» **Document extract**
DETERMINING THE COMPOSITION OF SOLID WASTE FORMED AT THE BAKU STEELMAKING PLANT USING THE SPECTROMETER S8 TIGER

ABSTRACT

In our research, the composition of solid waste slag collected from this facility was analyzed using the modern X-ray fluorescence (XRF) S8 TIGER spectrometer. Bruker XRF spectrometers combine simple and fast sample preparation with the highest accuracy in elemental analysis, covering concentration ranges from 100% down to the ppm level. Until now, an in-depth analysis of the composition of slag waste generated at the Baku Steelmaking Plant has not been conducted. Based on the research findings, it is possible to substantiate the significant economic and environmental benefits of assessing the ecological impact of this slag waste and its potential reuse in secondary steelmaking.

АННОТАЦИЯ

В ходе наших исследований состав твердых отходов — шлака, собранных на этом предприятии, анализировался с помощью современного рентгенофлуорецентного (РФА) спектрометра S8 TIGER. Спектрометры XRF компании Bruker сочетают в себе простую и быструю подготовку образцов с высочайшей точностью элементного анализа, охватывая диапазоны концентраций от 100% до уровня ppm. До настоящего времени глубокий анализ состава шлаковых отходов, образующихся на Бакинском Сталеплавильном заводе, не проводился. На основании результатов исследования можно обосновать значительные экономические и экологические преимущества оценки воздействия этих шлаковых отходов на окружающую среду и их потенциального повторного использования при вторичном производстве стали.

» **Records shown**

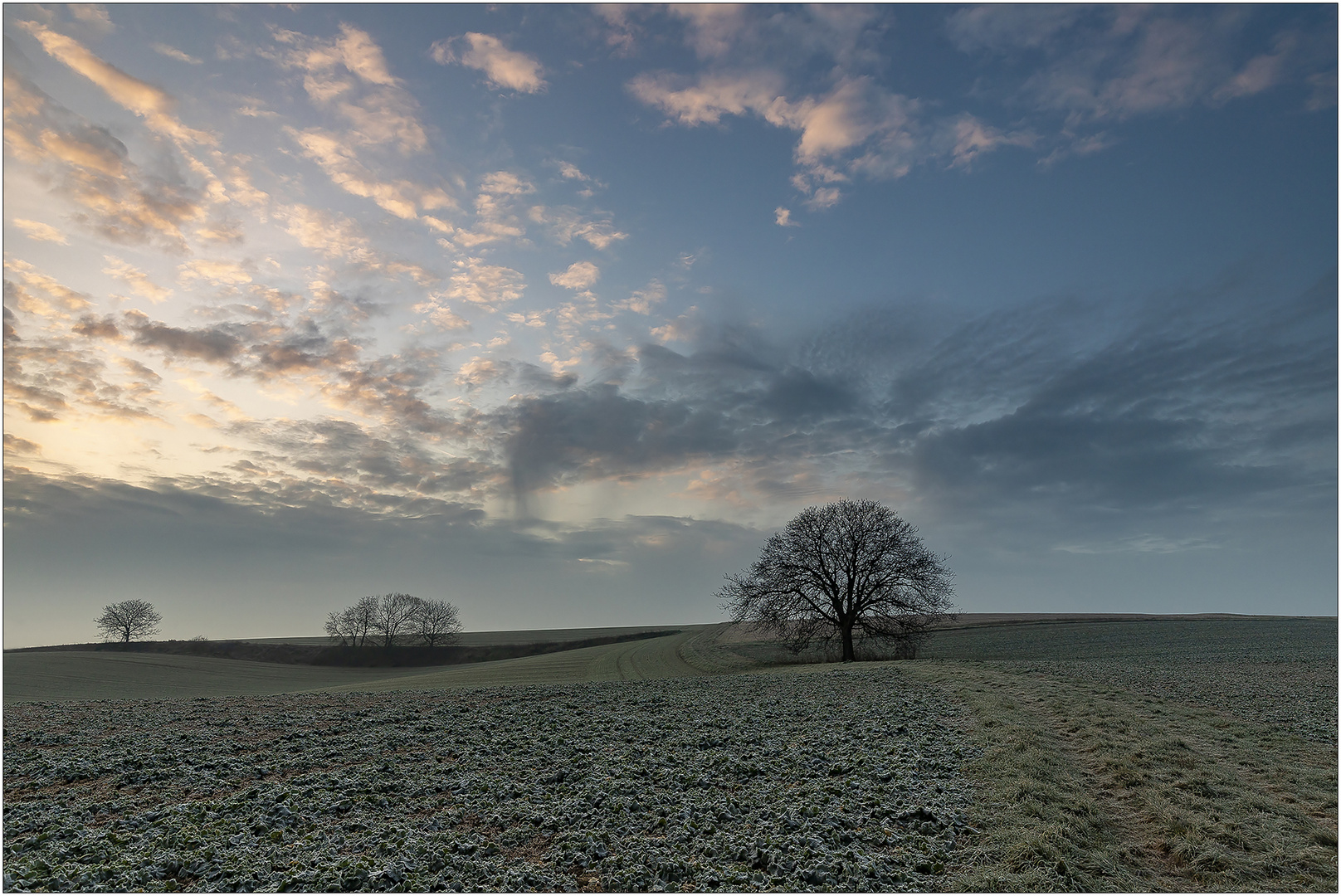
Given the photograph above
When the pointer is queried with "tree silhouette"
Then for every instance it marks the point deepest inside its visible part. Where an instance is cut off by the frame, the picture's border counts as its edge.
(846, 567)
(129, 620)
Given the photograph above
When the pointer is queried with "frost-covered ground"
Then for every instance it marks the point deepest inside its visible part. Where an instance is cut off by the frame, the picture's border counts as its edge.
(802, 780)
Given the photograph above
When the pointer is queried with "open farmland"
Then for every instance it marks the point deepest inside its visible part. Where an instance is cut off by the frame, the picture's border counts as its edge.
(838, 778)
(1129, 756)
(86, 675)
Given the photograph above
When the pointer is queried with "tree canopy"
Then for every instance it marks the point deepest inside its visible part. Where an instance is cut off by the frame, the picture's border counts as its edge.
(129, 620)
(840, 570)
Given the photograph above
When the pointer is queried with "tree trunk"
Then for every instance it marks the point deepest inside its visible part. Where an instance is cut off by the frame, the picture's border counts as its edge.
(848, 654)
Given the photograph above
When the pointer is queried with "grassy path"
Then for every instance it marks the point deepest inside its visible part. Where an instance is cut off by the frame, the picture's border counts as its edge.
(76, 675)
(1090, 787)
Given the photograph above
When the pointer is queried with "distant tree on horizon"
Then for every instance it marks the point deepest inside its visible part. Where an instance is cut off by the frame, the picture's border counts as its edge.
(394, 617)
(436, 622)
(353, 624)
(846, 567)
(129, 620)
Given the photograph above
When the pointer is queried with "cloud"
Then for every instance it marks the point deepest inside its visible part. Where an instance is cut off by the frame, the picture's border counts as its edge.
(1003, 28)
(139, 282)
(646, 299)
(208, 343)
(712, 95)
(41, 232)
(350, 76)
(50, 376)
(216, 271)
(494, 210)
(440, 315)
(579, 275)
(41, 294)
(489, 286)
(505, 69)
(479, 372)
(1112, 63)
(824, 197)
(172, 52)
(565, 224)
(13, 444)
(400, 197)
(857, 126)
(339, 237)
(146, 101)
(91, 169)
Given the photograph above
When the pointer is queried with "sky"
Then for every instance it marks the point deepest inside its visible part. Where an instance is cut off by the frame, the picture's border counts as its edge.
(559, 311)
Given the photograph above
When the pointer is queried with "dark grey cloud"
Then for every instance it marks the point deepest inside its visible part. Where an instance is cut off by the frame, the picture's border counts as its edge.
(1204, 398)
(226, 567)
(48, 377)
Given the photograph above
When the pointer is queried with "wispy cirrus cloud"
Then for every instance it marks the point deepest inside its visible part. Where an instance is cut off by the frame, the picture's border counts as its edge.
(487, 286)
(400, 197)
(349, 75)
(41, 232)
(152, 104)
(87, 165)
(503, 67)
(172, 52)
(139, 282)
(1112, 63)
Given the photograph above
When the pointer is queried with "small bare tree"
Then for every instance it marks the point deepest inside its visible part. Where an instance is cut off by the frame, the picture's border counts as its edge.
(129, 620)
(849, 567)
(436, 622)
(353, 624)
(394, 616)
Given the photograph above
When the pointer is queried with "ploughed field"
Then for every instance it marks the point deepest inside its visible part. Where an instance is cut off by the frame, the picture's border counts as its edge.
(1186, 754)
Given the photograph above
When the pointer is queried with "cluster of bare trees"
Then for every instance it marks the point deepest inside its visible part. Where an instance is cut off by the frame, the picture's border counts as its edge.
(394, 619)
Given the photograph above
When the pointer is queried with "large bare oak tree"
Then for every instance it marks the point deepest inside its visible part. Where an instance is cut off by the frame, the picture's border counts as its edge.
(129, 620)
(844, 569)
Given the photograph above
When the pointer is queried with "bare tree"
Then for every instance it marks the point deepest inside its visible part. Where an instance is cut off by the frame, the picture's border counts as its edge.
(353, 624)
(436, 621)
(129, 620)
(846, 567)
(394, 616)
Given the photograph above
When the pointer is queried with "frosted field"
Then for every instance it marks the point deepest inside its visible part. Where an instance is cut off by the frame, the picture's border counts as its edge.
(1070, 756)
(833, 780)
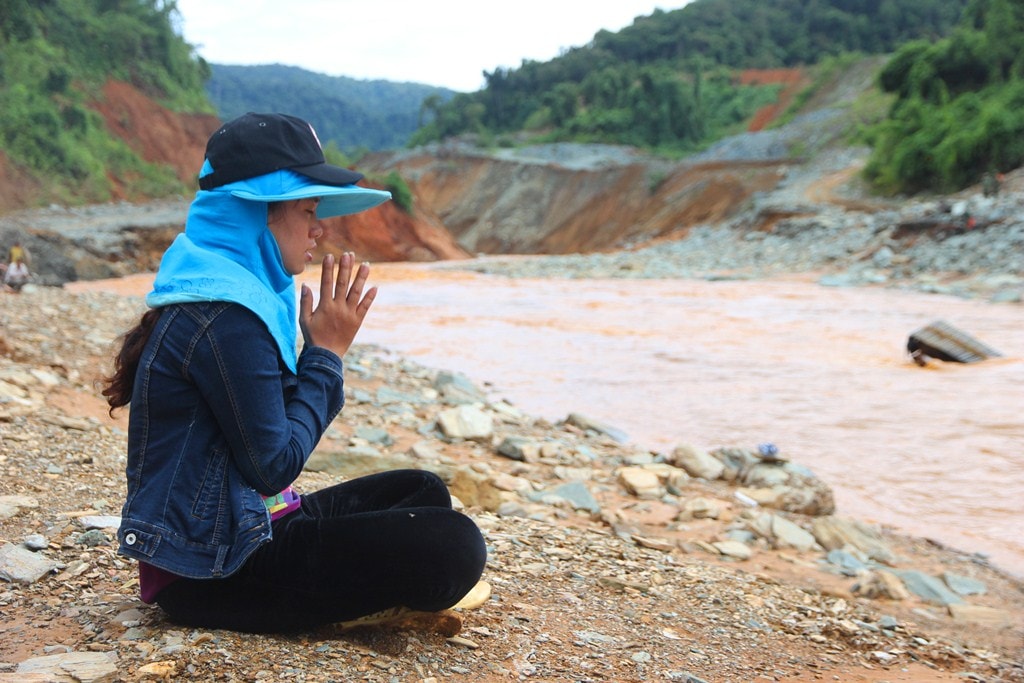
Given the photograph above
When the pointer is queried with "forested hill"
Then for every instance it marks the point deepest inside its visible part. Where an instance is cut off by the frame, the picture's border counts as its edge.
(56, 59)
(352, 114)
(667, 81)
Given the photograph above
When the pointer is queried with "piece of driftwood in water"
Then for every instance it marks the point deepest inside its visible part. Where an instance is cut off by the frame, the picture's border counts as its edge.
(943, 341)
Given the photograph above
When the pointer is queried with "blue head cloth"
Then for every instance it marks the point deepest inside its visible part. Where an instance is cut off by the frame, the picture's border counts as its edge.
(227, 253)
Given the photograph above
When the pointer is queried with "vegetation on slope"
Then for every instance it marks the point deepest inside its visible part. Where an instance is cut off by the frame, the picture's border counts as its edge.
(355, 115)
(55, 55)
(960, 104)
(667, 81)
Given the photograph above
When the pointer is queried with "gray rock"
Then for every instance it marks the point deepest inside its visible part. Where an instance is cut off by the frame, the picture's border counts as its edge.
(387, 395)
(20, 565)
(457, 389)
(92, 539)
(588, 424)
(848, 563)
(466, 422)
(99, 521)
(837, 532)
(696, 462)
(520, 449)
(374, 435)
(964, 585)
(579, 496)
(928, 588)
(78, 667)
(36, 542)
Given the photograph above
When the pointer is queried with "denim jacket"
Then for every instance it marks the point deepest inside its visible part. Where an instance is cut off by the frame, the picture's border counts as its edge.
(217, 421)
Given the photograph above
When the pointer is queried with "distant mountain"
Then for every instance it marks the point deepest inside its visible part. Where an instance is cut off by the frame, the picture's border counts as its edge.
(353, 114)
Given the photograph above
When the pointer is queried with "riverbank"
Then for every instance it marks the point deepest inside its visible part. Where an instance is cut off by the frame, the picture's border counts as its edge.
(607, 563)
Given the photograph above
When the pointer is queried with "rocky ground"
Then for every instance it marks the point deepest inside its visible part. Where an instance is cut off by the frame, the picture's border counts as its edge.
(607, 563)
(819, 220)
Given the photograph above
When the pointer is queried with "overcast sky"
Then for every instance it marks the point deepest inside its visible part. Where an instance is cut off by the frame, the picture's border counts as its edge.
(448, 43)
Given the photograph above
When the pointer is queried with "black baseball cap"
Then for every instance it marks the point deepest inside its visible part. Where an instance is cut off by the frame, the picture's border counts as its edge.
(255, 144)
(275, 158)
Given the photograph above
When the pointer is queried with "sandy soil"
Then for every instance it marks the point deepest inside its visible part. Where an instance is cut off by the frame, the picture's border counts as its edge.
(624, 595)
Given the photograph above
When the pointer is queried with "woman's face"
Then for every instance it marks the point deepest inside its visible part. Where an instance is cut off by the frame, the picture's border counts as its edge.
(296, 228)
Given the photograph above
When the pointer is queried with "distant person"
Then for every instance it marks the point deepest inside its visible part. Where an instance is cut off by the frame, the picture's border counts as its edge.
(18, 253)
(990, 184)
(16, 275)
(224, 415)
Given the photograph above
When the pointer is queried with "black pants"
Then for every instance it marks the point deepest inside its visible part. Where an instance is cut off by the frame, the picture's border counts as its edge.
(353, 549)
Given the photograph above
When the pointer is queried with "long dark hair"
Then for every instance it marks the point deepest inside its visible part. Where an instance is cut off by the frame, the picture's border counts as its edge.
(118, 386)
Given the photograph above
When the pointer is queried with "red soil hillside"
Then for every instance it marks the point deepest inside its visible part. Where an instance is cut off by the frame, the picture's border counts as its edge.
(154, 132)
(793, 81)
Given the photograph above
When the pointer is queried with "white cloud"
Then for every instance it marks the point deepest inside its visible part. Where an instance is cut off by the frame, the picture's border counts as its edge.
(448, 42)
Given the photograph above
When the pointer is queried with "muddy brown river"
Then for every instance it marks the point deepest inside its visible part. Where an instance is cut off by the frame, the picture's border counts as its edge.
(820, 372)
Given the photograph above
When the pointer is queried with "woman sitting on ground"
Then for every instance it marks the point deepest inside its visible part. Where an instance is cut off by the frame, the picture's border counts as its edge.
(224, 414)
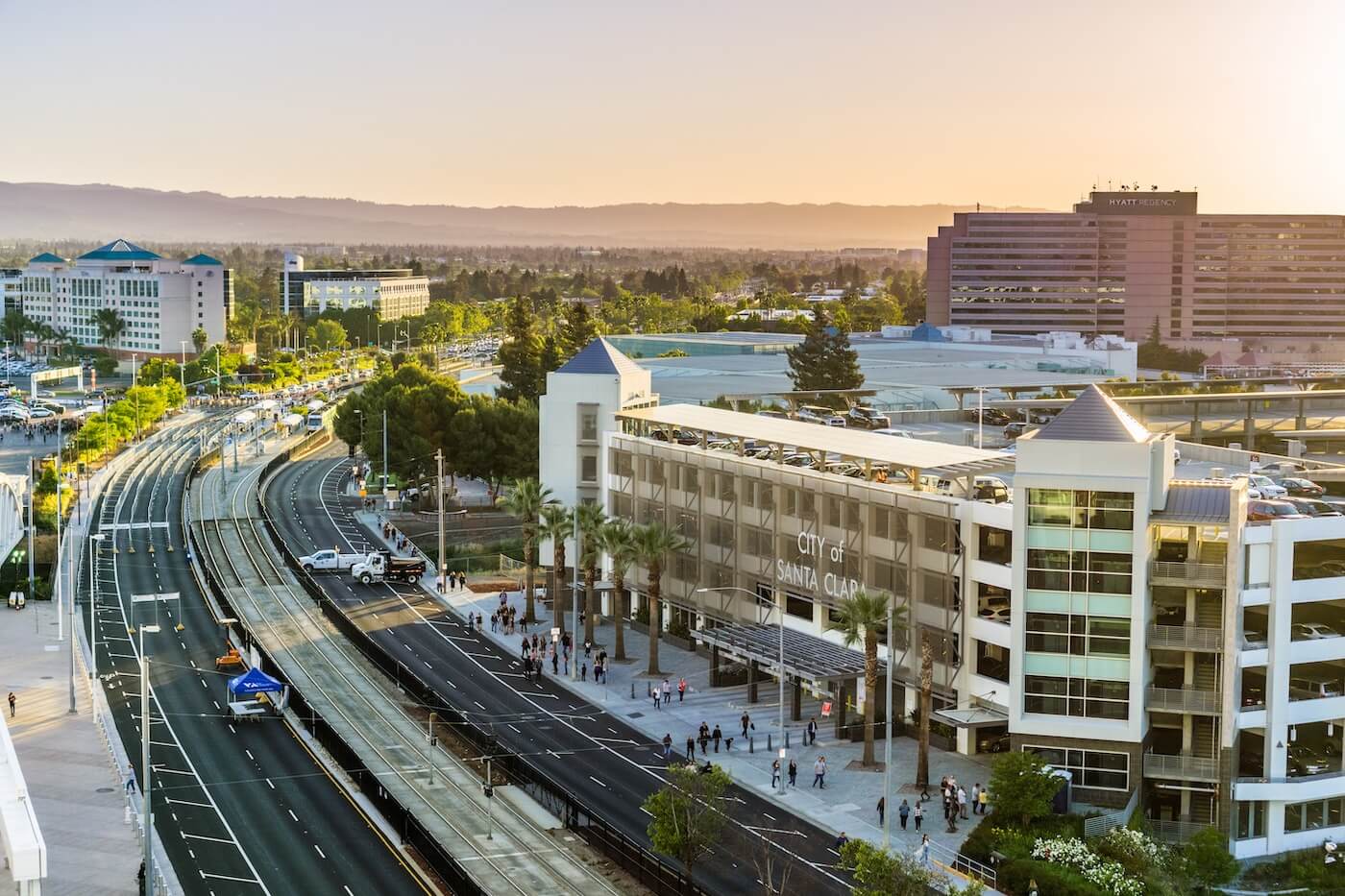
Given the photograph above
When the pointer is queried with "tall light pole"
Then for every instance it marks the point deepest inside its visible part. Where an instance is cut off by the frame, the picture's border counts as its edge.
(756, 599)
(93, 606)
(145, 771)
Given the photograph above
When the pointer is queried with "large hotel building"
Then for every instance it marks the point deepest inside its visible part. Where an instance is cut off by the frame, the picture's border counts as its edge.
(1129, 624)
(1122, 261)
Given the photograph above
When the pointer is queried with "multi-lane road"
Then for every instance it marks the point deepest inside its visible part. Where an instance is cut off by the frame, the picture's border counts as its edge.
(592, 754)
(238, 809)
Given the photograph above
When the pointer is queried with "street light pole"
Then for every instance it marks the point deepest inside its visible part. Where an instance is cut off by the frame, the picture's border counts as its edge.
(93, 606)
(145, 770)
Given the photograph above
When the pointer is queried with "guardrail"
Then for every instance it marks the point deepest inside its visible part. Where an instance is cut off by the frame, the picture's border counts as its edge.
(646, 866)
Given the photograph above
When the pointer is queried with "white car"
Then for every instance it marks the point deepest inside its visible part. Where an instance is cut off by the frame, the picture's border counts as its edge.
(1263, 486)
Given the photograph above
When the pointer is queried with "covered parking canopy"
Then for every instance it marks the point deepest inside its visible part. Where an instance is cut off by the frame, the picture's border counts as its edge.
(807, 658)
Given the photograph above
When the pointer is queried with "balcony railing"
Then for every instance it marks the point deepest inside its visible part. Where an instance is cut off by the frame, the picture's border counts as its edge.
(1186, 572)
(1186, 638)
(1181, 767)
(1184, 700)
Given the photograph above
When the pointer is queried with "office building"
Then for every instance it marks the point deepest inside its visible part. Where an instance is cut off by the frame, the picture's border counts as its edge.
(160, 302)
(1118, 615)
(1122, 261)
(393, 292)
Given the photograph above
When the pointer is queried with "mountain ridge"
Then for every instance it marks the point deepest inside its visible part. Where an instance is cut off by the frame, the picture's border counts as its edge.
(71, 211)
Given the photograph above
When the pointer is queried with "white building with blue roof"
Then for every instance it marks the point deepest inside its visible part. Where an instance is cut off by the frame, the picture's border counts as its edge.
(160, 302)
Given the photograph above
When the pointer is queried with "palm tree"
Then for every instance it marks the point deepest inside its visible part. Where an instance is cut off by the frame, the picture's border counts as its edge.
(110, 326)
(557, 525)
(525, 499)
(861, 618)
(618, 543)
(589, 519)
(652, 544)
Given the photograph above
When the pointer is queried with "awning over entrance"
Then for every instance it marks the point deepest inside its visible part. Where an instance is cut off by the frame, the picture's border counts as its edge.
(806, 657)
(972, 715)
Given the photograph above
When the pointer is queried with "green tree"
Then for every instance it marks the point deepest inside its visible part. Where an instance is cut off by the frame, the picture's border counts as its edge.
(824, 359)
(589, 520)
(1022, 787)
(685, 818)
(521, 354)
(1208, 862)
(881, 873)
(110, 326)
(326, 335)
(618, 540)
(557, 525)
(578, 331)
(863, 617)
(525, 500)
(654, 543)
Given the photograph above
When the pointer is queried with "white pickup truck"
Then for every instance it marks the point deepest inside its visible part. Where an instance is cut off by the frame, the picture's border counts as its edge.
(330, 560)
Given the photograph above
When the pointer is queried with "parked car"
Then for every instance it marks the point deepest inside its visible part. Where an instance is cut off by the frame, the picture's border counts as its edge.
(1311, 631)
(1261, 510)
(1263, 485)
(1314, 507)
(865, 417)
(1298, 487)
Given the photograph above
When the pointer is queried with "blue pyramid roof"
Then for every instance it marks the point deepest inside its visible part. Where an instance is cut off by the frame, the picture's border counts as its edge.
(118, 251)
(927, 332)
(255, 681)
(599, 356)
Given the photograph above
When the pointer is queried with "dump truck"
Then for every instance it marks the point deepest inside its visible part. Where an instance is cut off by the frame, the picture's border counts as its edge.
(382, 567)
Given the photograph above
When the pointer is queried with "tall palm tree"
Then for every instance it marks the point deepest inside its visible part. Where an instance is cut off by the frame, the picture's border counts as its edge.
(861, 618)
(110, 326)
(589, 519)
(525, 499)
(652, 544)
(557, 525)
(618, 541)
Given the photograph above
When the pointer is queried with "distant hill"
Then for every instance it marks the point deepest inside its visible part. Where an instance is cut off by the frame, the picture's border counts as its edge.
(101, 211)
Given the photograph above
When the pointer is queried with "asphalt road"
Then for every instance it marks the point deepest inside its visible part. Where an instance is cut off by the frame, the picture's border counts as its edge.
(239, 809)
(607, 764)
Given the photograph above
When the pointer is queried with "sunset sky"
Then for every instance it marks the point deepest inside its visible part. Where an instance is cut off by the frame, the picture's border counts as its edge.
(578, 103)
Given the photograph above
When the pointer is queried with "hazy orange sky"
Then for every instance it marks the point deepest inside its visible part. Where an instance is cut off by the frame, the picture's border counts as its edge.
(578, 103)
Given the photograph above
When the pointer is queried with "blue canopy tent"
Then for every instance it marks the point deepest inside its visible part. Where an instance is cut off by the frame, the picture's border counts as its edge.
(255, 681)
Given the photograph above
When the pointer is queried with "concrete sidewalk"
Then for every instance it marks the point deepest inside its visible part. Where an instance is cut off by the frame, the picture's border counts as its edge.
(76, 791)
(849, 801)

» **Set tasks**
• a. Rewrite the paragraph of the abstract beginning "In our research" as a short list that keeps its main facts.
• b. Give the passage of the abstract starting at "In our research, the" and ending at "in secondary steelmaking." again, substituting "detailed" for "in-depth".
The material after the abstract comes from a separate source.

» **The replies**
• a.
- Slag waste from the Baku Steelmaking Plant was analyzed with the X-ray fluorescence (XRF) S8 TIGER spectrometer.
- Bruker XRF spectrometers pair simple, fast sample preparation with the highest accuracy in elemental analysis, from 100% down to the ppm level.
- No in-depth analysis of this slag's composition had been done before.
- The findings support significant economic and environmental benefits from assessing the slag's ecological impact and its potential reuse in secondary steelmaking.

• b.
In our research, the composition of solid waste slag collected from this facility was analyzed using the modern X-ray fluorescence (XRF) S8 TIGER spectrometer. Bruker XRF spectrometers combine simple and fast sample preparation with the highest accuracy in elemental analysis, covering concentration ranges from 100% down to the ppm level. Until now, an detailed analysis of the composition of slag waste generated at the Baku Steelmaking Plant has not been conducted. Based on the research findings, it is possible to substantiate the significant economic and environmental benefits of assessing the ecological impact of this slag waste and its potential reuse in secondary steelmaking.